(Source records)
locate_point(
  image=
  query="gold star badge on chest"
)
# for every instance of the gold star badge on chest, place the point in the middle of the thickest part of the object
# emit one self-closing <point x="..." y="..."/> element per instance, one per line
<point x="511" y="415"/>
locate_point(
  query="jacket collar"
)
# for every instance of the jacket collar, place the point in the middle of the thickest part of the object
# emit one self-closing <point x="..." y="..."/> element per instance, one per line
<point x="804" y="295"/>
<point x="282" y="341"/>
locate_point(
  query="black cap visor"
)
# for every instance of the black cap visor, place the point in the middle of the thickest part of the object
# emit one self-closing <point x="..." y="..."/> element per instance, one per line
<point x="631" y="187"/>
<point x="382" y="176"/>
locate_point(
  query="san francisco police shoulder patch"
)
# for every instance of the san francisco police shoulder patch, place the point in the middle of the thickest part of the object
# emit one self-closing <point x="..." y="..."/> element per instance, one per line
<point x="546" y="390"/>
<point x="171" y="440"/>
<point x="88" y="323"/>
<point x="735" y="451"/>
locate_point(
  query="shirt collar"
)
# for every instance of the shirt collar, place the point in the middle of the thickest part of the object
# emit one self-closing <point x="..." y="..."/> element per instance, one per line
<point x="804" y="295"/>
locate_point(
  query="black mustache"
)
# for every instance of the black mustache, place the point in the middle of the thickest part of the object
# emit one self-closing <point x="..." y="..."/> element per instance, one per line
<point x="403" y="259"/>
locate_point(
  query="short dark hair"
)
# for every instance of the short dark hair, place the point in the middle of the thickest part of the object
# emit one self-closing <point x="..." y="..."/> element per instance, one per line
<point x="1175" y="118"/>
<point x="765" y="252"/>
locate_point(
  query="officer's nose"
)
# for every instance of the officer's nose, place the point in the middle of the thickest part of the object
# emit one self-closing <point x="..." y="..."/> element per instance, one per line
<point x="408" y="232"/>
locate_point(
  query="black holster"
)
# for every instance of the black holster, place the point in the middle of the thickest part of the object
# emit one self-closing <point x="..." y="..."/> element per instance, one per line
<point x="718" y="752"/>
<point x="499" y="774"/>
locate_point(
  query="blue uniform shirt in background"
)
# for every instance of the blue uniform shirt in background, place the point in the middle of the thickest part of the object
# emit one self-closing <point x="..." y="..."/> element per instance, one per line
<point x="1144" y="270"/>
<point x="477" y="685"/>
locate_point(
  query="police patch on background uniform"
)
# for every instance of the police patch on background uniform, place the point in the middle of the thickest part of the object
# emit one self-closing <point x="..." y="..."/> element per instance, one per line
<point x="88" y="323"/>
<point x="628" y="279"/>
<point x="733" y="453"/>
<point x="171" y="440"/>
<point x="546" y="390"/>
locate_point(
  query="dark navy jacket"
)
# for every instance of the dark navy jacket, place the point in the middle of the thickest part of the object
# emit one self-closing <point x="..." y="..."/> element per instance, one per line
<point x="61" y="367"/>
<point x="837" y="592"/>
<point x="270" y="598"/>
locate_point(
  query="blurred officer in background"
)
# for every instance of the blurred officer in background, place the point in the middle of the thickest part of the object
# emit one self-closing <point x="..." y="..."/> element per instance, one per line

◆ **Goal**: Repeat every entry exactly as written above.

◆ **Response**:
locate_point(
  image=
  query="gold star badge on chest"
)
# for every instance of the gold star badge on chest, place the point in the middle of the thickest part of the object
# emit one self-closing <point x="..." y="..."/> element per instance, one per line
<point x="511" y="415"/>
locate_point(
  query="jacket collar"
)
# for every instance of the jacket collar, place the point in the middle of the thickest part of the object
# emit one self-closing <point x="..." y="..."/> element per instance, one per line
<point x="804" y="295"/>
<point x="282" y="341"/>
locate_point(
  query="black cap visor"
)
# for every instance of the black cap visor, place the point in the middle of the thickest part of the object
# emit one self-closing <point x="..." y="..."/> element per instance, one per line
<point x="631" y="187"/>
<point x="382" y="176"/>
locate_point(
  query="san francisco police shoulder patch"
)
# for every instance of the san francisco police shoulder patch, place the point in the middle of the thickest part of the object
# emit one self-closing <point x="..." y="..."/> element per instance, one per line
<point x="546" y="390"/>
<point x="171" y="440"/>
<point x="88" y="323"/>
<point x="735" y="451"/>
locate_point(
  query="shirt collar"
)
# for every instance of the shirt collar, place the point in the middle of the thickest part of the object
# emit one self-closing <point x="..." y="..."/> element per instance, one per line
<point x="804" y="295"/>
locate_point(
  query="black mustache"
)
# for every instance of the black mustache, place the point in the middle of the thickest part of the object
# emit one self-closing <point x="..." y="..."/> element per instance, one per line
<point x="403" y="259"/>
locate_point(
  query="short dark hair"
)
# for every instance of the short dark hair, place the point in the middle of the thickest part of the object
# emit one self-closing <point x="..." y="..."/> element per instance, one per line
<point x="1175" y="118"/>
<point x="765" y="252"/>
locate_point(
  query="officer's nose"
)
# for every instance of the officer's nose, place the point in the middle of the thickest part of the object
# emit one self-closing <point x="..." y="..."/> element per instance, one per line
<point x="408" y="232"/>
locate_point(
  query="black holster"
)
# for every instance of the black holster, place the point in the middle of the thickest part of the object
# emit one self-closing <point x="..." y="..."/> element per instance, one per line
<point x="718" y="752"/>
<point x="499" y="774"/>
locate_point(
  query="blue uniform shirt in background"
)
# for every instance of the blue uniform shirt in background, place the point in the middle of the thickest part of the object
# emit one self-closing <point x="..." y="..."/> element per instance, one per line
<point x="1144" y="270"/>
<point x="477" y="685"/>
locate_point(
  query="police patch on background uniform"
)
# for every instance of the police patch on background uniform, place the point in the middle of the thickest part of the object
# emit one self-closing <point x="..." y="..."/> element per instance, one per line
<point x="88" y="323"/>
<point x="628" y="279"/>
<point x="733" y="453"/>
<point x="171" y="440"/>
<point x="546" y="390"/>
locate_point(
  query="dark navy jacket"
)
# for every instance of the dark navy jacket, place the point in the middle of the thickest part of the object
# emit one self-closing <point x="..." y="..."/> element per instance, one per line
<point x="61" y="367"/>
<point x="837" y="592"/>
<point x="270" y="598"/>
locate_point(
  query="blurred officer in background"
)
# for every instance of the blurred officer in background, place the point in the middle of the thickest part of the object
# emit one self-closing <point x="..." y="..."/> element per instance, one per line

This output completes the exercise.